Return the records that follow, matching each one exactly.
◇ ◇ ◇ ◇
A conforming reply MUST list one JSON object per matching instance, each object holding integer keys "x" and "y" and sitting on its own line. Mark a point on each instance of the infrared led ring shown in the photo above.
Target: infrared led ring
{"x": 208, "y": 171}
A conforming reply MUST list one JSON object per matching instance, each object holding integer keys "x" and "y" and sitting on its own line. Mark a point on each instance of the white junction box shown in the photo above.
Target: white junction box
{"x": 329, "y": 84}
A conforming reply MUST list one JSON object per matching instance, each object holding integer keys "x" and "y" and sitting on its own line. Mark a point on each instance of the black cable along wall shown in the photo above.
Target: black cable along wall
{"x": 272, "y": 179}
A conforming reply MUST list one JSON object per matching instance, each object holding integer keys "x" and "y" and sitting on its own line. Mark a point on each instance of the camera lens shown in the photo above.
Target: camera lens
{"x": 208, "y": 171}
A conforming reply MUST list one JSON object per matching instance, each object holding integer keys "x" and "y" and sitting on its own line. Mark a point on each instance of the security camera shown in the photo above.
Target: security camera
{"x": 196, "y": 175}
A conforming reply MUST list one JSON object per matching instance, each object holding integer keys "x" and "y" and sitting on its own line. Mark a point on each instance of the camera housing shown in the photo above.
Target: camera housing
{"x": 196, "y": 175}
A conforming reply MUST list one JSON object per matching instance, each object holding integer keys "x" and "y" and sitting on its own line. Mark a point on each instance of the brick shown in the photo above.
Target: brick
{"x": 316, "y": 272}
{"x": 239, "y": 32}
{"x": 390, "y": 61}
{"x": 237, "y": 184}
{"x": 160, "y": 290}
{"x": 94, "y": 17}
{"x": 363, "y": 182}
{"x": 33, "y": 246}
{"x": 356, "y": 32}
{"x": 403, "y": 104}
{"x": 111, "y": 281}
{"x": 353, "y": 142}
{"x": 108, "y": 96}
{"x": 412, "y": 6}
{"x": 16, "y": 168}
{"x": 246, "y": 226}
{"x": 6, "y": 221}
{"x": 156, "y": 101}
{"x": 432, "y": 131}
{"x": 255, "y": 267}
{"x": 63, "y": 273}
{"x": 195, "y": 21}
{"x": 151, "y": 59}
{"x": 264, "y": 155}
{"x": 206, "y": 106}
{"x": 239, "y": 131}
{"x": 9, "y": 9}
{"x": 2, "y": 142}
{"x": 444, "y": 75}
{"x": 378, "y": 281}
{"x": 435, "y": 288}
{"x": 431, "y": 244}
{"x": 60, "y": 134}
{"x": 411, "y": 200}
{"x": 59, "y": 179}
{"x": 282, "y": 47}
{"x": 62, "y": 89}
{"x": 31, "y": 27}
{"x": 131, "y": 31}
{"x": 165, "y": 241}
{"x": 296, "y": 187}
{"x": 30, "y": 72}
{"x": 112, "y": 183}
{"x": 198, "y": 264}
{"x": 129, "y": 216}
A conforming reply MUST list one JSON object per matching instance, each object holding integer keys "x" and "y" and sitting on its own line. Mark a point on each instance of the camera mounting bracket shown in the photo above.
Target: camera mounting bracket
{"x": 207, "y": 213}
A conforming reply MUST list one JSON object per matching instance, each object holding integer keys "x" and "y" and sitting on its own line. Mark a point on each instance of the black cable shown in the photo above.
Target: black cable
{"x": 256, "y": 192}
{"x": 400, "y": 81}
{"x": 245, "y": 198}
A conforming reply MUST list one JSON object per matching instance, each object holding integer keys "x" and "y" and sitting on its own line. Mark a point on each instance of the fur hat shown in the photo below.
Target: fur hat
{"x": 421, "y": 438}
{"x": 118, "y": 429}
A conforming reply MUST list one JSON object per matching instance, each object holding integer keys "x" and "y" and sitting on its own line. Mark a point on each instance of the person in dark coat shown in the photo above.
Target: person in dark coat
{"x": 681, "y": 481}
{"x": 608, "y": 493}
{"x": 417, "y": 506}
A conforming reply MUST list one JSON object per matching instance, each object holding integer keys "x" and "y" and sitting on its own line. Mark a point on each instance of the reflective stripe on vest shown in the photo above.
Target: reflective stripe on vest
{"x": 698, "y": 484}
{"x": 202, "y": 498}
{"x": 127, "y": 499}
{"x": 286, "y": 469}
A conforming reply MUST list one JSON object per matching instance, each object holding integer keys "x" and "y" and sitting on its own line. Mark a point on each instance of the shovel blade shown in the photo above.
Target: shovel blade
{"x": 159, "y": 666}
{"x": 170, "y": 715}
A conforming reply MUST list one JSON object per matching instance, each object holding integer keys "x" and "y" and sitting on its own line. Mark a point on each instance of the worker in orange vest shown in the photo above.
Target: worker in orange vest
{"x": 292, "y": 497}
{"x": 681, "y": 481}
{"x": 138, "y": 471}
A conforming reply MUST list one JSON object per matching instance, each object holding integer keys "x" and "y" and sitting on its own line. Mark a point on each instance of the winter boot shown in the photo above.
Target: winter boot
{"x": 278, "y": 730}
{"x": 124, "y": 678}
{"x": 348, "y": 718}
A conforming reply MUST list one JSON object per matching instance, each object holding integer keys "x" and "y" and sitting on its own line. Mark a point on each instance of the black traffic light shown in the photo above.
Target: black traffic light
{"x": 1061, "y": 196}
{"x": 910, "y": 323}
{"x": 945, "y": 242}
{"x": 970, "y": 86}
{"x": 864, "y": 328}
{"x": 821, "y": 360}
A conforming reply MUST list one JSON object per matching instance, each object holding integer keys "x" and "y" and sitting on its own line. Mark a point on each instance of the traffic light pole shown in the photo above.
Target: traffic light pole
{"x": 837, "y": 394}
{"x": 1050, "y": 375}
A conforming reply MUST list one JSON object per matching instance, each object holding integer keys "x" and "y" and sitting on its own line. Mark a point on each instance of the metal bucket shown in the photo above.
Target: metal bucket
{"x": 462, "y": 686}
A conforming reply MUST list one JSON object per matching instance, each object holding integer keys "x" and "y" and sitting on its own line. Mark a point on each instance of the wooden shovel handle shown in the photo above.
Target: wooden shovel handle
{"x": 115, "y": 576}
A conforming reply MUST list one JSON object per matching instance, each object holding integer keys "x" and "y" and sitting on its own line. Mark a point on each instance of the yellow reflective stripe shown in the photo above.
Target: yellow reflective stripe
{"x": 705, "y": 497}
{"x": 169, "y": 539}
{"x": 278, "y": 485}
◇ ◇ ◇ ◇
* **The completed task**
A conforming reply MUST list one JSON object per matching instance, each object holding integer keys "x" and "y" and sitting on its own line. Mark a point on each instance of the infrared led ring shown in the photo above.
Target: infrared led ring
{"x": 208, "y": 171}
A conforming reply MUST list one JSON object per matching instance, each object holding integer keys "x" and "y" and sitting on its own line. Mark a point on each instance of the white junction box shown in the photo above.
Target: white junction box
{"x": 329, "y": 84}
A conforming reply MUST list one JSON object per matching instance, each object holding integer keys "x" and "y" and sitting on its own line. Mark a point on each instance of the black cable along wall shown in the photo above.
Target: black cable along wall
{"x": 272, "y": 179}
A conforming reply MUST list one JSON object per matching instance, each object holding integer keys "x" and "y" and sitting on its own line. Mark a point on each instance of the camera lens shown in the photo above.
Target: camera lens
{"x": 208, "y": 171}
A conforming reply MUST list one JSON object per matching instance, each object holding integer keys "x" and "y" and sitting on its own line. Mark a point on each instance of the security camera shown in the photo above.
Target: security camera
{"x": 196, "y": 175}
A conforming reply MUST list one JSON object per matching instance, each object holding integer keys "x" and "y" and sitting on its own line. Mark a point on each instance of the camera housing shown in the photo above.
Target: camera housing
{"x": 196, "y": 175}
A conforming reply MUST list one JSON object per matching instance, each object holding integer keys "x" and "y" and sitting on its own line. Mark a point on each instance of the brick shown in the photo above.
Target: brick
{"x": 316, "y": 272}
{"x": 239, "y": 32}
{"x": 390, "y": 61}
{"x": 237, "y": 184}
{"x": 160, "y": 290}
{"x": 94, "y": 17}
{"x": 363, "y": 182}
{"x": 33, "y": 246}
{"x": 356, "y": 32}
{"x": 403, "y": 104}
{"x": 111, "y": 281}
{"x": 353, "y": 142}
{"x": 108, "y": 96}
{"x": 412, "y": 6}
{"x": 16, "y": 168}
{"x": 246, "y": 226}
{"x": 6, "y": 221}
{"x": 156, "y": 101}
{"x": 432, "y": 131}
{"x": 255, "y": 267}
{"x": 63, "y": 273}
{"x": 195, "y": 21}
{"x": 151, "y": 59}
{"x": 264, "y": 155}
{"x": 206, "y": 106}
{"x": 239, "y": 131}
{"x": 9, "y": 9}
{"x": 2, "y": 142}
{"x": 444, "y": 75}
{"x": 378, "y": 281}
{"x": 435, "y": 288}
{"x": 431, "y": 244}
{"x": 60, "y": 134}
{"x": 411, "y": 200}
{"x": 59, "y": 179}
{"x": 282, "y": 47}
{"x": 62, "y": 89}
{"x": 31, "y": 27}
{"x": 131, "y": 31}
{"x": 165, "y": 241}
{"x": 296, "y": 187}
{"x": 30, "y": 72}
{"x": 112, "y": 183}
{"x": 198, "y": 264}
{"x": 129, "y": 216}
A conforming reply MUST list one JSON object per matching instance, each object holding integer keys "x" and "y" and sitting on its own line. Mark a point on each instance of the camera mounting bracket shown in the photo above.
Target: camera mounting bracket
{"x": 207, "y": 213}
A conforming reply MUST list one JSON object per matching instance, each object holding integer keys "x" and "y" and sitting on its own line. Mark a point on each instance of the black cable shown in the photo above.
Target: black cable
{"x": 256, "y": 192}
{"x": 400, "y": 81}
{"x": 245, "y": 198}
A conforming reply MUST list one JSON object per matching instance, each object holding integer keys "x" and "y" and sitting on its own line. Mark a point on each instance of the fur hat shown in the photo below.
Target: fur hat
{"x": 421, "y": 438}
{"x": 118, "y": 429}
A conforming reply MUST list one JSON object per matching instance, each object holding integer keys "x" and "y" and sitting on its own line. Mark a point on each instance of the person in dark coat shown in the photo above.
Target: person in dark coat
{"x": 681, "y": 481}
{"x": 608, "y": 493}
{"x": 417, "y": 506}
A conforming reply MUST list one JSON object per matching instance, each object holding integer keys "x" and "y" and sitting on its own line. Mark a point on each instance of the reflective stripe on vest shown in the photo above.
Target: reflective stripe on vest
{"x": 698, "y": 484}
{"x": 202, "y": 498}
{"x": 127, "y": 499}
{"x": 286, "y": 469}
A conforming reply MUST list one JSON object per matching instance, each object holding integer keys "x" and "y" and sitting on its own line. Mark a point on each instance of the shovel blade shown in the photo above.
Target: shovel blade
{"x": 159, "y": 666}
{"x": 170, "y": 715}
A conforming reply MUST list one JSON object per matching instance, each object holding integer keys "x" and "y" and sitting on its own line. Mark a point on each instance of the worker in orange vest shown in the photo above.
Target: worker in orange vest
{"x": 292, "y": 497}
{"x": 681, "y": 481}
{"x": 138, "y": 471}
A conforming reply MUST list one JSON object per matching instance, each object holding integer keys "x" and "y" and sitting on its own line. Mark a point on each instance of the winter boot shown in the photo above.
Target: winter boot
{"x": 278, "y": 730}
{"x": 124, "y": 678}
{"x": 348, "y": 718}
A conforming reply MUST list one JSON object per matching instance, each object holding integer keys "x" and "y" and sitting on its own line. Mark a point on each instance of the black traffic light shown in the photo above.
Target: black traffic light
{"x": 1061, "y": 196}
{"x": 910, "y": 323}
{"x": 945, "y": 242}
{"x": 970, "y": 86}
{"x": 864, "y": 328}
{"x": 821, "y": 360}
A conforming reply MUST list one JSON object per matching instance, each object holding integer keys "x" and "y" and sitting on its own line. Mark a point on each instance of the traffic light pole shown in the photo above.
Target: traffic light pole
{"x": 837, "y": 394}
{"x": 1050, "y": 375}
A conforming reply MUST list one JSON object per matching instance, each object holding integer keys "x" and "y" and sitting on its own line. Mark a point on each instance of the metal bucket shown in the photo above.
Target: metal bucket
{"x": 462, "y": 686}
A conforming reply MUST list one JSON object per matching instance, each object holding integer keys "x" and "y" and sitting on its own line. Mark a point on each instance of the wooden shovel handle shown in the photo above.
Target: wooden shovel handle
{"x": 115, "y": 576}
A conforming reply MUST list one JSON object per matching instance, each object holding integer keys "x" and "y" and sitting on its own line. Mark a point on each instance of the yellow reflective stripe shown in the photo above.
Target: yellow reflective stripe
{"x": 705, "y": 497}
{"x": 169, "y": 539}
{"x": 278, "y": 485}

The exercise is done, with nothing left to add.